_YOUR TASK_. Write out the items exactly as they are, starting at the very beginning and ending with the line that contains "258H127L116 265H102L103 268L116", with both of those lines included.

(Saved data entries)
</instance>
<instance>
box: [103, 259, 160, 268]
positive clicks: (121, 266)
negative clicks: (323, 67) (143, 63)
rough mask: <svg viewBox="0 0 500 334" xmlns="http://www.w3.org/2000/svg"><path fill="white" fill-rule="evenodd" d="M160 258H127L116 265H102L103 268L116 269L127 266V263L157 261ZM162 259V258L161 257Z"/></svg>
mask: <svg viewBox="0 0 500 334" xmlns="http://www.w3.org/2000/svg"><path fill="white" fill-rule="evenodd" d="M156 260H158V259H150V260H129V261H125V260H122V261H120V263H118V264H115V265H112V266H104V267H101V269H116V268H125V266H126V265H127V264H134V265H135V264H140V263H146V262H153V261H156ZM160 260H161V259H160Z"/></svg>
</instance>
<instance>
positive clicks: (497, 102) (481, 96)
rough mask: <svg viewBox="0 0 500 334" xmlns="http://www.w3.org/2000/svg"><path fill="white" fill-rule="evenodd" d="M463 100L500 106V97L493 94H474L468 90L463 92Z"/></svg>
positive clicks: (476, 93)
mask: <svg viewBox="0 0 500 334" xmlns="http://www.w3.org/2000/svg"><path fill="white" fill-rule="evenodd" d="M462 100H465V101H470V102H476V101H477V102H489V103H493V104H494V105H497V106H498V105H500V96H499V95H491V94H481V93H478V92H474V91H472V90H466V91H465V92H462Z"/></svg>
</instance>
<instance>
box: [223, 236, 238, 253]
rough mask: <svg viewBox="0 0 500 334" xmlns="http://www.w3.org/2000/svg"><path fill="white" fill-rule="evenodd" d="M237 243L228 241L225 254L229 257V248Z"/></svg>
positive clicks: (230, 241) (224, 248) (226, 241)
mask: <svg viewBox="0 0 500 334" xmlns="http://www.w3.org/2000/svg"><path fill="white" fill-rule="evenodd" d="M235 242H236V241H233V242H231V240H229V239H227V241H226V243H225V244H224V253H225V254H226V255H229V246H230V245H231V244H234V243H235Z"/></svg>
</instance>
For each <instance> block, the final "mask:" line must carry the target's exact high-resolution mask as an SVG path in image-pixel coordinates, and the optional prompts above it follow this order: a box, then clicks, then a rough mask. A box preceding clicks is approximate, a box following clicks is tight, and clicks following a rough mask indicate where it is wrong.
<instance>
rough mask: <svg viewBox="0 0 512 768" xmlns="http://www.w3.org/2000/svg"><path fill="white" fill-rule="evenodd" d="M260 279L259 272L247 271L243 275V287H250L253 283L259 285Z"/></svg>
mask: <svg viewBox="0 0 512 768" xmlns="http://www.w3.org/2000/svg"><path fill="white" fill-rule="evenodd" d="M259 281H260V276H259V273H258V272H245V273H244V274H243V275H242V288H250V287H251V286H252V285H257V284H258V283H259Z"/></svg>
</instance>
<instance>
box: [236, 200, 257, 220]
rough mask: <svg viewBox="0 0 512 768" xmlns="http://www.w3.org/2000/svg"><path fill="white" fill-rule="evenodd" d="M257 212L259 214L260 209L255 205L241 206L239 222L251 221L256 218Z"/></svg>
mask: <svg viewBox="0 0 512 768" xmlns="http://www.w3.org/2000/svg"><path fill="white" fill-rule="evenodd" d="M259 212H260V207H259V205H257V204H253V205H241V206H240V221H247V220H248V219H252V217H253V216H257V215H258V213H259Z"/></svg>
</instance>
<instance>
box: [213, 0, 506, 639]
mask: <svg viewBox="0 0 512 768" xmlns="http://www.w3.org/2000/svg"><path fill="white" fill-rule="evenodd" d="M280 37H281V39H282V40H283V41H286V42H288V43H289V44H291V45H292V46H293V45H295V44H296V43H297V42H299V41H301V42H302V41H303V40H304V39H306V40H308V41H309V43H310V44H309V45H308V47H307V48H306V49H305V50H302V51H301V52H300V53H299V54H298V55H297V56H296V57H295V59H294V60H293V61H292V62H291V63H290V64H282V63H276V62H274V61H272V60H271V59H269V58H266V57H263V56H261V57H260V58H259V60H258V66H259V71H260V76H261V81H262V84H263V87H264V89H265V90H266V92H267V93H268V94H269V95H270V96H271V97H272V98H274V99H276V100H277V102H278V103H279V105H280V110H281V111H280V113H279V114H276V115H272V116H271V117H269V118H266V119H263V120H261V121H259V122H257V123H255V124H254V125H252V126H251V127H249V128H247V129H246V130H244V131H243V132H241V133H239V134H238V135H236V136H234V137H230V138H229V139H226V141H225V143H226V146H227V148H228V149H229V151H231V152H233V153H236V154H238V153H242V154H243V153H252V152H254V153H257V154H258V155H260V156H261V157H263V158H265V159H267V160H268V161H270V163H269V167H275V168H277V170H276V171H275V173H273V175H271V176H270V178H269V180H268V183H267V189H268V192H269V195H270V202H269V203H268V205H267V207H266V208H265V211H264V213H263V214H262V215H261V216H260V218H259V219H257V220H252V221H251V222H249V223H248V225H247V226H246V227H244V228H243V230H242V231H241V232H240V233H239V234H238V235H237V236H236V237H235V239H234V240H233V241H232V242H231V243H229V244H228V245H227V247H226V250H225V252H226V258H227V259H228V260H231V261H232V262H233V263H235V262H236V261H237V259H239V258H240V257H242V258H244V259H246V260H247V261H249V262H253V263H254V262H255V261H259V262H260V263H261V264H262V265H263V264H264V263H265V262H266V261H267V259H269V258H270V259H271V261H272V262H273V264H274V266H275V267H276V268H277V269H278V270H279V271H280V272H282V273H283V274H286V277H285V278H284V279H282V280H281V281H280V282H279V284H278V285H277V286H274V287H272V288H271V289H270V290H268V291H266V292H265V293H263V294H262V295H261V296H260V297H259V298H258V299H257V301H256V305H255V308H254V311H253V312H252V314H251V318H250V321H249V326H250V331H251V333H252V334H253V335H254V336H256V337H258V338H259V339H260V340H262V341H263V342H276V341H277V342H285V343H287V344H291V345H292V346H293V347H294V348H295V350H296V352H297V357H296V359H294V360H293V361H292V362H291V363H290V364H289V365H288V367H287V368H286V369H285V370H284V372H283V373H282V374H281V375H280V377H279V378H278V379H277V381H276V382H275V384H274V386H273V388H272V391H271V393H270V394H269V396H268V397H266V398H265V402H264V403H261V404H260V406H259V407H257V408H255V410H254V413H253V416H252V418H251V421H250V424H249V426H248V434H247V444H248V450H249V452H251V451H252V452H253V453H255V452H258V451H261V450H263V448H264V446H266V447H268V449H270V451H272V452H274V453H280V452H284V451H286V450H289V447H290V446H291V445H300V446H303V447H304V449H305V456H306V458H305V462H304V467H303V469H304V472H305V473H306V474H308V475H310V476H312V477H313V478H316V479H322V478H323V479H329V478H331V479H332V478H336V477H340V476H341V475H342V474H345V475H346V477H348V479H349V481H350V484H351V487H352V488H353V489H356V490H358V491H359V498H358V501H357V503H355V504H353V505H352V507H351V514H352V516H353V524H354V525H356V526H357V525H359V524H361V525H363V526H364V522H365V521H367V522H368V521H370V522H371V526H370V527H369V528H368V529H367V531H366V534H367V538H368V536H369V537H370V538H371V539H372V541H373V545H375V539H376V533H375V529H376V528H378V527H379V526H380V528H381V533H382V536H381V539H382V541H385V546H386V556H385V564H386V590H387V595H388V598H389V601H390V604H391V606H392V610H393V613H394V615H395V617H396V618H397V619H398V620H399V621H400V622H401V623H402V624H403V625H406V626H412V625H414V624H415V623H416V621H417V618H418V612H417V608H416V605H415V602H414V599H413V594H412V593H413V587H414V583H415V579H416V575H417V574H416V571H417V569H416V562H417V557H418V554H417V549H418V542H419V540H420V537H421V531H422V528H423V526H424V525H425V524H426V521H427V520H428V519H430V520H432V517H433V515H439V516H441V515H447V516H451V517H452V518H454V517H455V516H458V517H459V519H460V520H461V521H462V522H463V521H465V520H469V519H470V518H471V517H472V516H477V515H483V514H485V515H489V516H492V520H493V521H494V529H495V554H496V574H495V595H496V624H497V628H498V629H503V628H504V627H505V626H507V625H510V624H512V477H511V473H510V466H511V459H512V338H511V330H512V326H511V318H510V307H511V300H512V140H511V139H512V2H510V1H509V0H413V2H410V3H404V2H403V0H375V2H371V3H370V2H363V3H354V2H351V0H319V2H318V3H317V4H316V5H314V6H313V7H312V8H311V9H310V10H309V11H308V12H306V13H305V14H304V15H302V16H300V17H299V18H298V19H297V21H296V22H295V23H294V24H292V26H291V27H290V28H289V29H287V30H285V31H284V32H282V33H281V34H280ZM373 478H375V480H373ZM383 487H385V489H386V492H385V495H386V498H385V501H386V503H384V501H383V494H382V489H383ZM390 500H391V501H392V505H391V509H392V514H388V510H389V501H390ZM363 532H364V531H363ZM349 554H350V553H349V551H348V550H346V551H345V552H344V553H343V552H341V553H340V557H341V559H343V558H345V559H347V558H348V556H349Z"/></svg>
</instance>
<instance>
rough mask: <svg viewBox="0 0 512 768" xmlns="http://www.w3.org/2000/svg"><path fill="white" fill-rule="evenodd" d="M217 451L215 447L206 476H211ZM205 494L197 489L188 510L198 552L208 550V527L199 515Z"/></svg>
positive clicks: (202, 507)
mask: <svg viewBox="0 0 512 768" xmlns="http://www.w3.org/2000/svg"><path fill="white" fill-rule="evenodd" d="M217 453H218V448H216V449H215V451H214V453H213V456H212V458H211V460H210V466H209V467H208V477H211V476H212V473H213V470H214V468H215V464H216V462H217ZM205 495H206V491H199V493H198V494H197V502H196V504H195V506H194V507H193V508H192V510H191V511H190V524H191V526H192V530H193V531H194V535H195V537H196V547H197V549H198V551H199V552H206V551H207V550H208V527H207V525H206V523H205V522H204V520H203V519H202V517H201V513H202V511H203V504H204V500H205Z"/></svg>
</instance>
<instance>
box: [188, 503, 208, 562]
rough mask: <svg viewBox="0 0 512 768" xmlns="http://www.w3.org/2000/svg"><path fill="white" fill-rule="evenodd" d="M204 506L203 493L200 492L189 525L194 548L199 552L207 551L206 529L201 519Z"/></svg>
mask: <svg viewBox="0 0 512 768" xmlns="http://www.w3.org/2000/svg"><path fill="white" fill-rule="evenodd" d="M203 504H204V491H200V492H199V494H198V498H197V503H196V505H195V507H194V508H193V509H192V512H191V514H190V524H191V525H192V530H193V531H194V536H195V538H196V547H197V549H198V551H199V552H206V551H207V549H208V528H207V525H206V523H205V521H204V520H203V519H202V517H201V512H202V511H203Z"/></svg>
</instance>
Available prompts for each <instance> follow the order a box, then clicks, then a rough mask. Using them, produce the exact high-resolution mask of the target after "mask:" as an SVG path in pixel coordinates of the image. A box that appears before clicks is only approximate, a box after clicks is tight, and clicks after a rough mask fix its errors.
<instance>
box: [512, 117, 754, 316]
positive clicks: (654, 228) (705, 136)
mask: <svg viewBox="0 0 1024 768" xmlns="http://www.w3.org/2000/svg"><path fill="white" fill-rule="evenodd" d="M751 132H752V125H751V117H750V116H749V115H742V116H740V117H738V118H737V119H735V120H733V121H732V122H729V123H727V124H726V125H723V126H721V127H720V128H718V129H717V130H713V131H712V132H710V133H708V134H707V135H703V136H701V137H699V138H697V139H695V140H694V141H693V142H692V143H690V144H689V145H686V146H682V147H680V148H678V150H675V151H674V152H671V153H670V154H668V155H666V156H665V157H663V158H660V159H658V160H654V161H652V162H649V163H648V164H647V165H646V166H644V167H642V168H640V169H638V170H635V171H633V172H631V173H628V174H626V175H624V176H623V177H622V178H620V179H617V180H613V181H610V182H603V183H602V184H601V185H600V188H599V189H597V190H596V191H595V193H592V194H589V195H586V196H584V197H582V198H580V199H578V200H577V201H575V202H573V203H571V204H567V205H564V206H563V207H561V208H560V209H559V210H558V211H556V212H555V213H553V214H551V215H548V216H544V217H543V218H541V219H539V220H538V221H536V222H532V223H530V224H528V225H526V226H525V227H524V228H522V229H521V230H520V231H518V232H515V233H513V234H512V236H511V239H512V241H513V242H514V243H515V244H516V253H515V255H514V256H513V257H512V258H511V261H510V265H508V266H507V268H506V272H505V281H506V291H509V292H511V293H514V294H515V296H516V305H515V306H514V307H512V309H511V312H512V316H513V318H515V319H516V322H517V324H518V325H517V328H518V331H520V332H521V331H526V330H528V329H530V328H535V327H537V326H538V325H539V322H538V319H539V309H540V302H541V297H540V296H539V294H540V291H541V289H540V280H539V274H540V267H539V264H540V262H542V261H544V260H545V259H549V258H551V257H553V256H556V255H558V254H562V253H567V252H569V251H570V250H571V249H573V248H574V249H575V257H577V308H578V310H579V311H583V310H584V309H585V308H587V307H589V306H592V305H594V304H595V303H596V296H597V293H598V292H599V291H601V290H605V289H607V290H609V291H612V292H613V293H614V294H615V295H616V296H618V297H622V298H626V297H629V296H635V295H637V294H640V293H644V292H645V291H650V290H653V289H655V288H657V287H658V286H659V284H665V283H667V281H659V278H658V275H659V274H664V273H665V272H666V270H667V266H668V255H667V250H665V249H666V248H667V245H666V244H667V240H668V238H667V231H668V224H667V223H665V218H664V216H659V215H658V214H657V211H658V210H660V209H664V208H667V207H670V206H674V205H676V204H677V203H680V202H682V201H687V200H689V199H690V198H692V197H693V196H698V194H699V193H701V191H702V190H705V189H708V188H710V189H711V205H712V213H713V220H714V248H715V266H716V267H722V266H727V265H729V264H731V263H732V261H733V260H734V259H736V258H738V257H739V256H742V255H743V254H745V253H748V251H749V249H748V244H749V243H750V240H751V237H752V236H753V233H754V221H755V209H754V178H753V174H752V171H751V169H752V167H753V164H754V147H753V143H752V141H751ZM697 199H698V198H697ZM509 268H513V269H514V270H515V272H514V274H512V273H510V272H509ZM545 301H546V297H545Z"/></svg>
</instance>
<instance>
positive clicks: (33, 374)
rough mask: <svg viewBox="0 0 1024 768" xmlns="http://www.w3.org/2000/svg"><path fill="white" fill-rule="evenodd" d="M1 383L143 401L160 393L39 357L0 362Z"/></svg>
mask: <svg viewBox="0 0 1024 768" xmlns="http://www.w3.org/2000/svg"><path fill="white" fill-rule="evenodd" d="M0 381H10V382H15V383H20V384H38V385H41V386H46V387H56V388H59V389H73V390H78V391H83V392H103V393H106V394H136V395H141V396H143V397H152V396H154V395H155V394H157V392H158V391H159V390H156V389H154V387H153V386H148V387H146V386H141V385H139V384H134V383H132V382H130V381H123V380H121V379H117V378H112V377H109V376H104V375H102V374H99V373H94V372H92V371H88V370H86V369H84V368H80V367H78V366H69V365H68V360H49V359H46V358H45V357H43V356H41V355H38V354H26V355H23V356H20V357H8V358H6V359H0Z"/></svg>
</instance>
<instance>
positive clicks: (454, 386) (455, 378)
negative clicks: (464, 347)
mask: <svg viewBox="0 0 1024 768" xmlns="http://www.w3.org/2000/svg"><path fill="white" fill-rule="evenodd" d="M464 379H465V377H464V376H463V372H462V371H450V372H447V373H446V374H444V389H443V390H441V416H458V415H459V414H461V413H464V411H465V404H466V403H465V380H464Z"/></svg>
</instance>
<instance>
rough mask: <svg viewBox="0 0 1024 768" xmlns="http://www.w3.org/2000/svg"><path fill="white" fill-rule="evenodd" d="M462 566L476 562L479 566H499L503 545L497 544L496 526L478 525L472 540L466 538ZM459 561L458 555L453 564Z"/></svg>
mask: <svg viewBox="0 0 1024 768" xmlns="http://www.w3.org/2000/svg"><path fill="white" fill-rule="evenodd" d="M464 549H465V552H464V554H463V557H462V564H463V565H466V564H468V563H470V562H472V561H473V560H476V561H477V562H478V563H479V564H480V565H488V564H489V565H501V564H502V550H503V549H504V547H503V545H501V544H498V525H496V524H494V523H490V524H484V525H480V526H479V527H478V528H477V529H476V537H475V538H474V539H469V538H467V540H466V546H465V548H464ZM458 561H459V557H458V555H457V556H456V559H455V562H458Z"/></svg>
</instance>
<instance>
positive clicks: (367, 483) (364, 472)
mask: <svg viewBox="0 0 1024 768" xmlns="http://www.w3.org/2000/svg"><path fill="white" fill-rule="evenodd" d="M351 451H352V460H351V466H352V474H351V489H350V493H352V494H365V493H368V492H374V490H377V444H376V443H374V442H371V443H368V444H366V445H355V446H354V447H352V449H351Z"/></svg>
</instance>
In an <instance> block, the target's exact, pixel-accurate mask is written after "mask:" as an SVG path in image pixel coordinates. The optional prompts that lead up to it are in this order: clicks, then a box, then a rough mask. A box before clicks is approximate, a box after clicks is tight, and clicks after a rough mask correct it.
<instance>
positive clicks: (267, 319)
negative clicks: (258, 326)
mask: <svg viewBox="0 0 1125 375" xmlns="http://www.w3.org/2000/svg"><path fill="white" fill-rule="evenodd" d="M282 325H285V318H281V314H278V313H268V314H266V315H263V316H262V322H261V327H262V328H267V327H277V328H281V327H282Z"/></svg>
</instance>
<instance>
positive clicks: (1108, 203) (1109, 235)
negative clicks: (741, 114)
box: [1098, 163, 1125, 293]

_ANSWER BELOW_.
</instance>
<instance>
box: [103, 259, 160, 268]
positive clicks: (121, 266)
negative clicks: (323, 67) (143, 63)
rough mask: <svg viewBox="0 0 500 334" xmlns="http://www.w3.org/2000/svg"><path fill="white" fill-rule="evenodd" d="M160 258H127L116 265H102L103 268L116 269L127 266V263L157 261ZM162 259V258L161 257Z"/></svg>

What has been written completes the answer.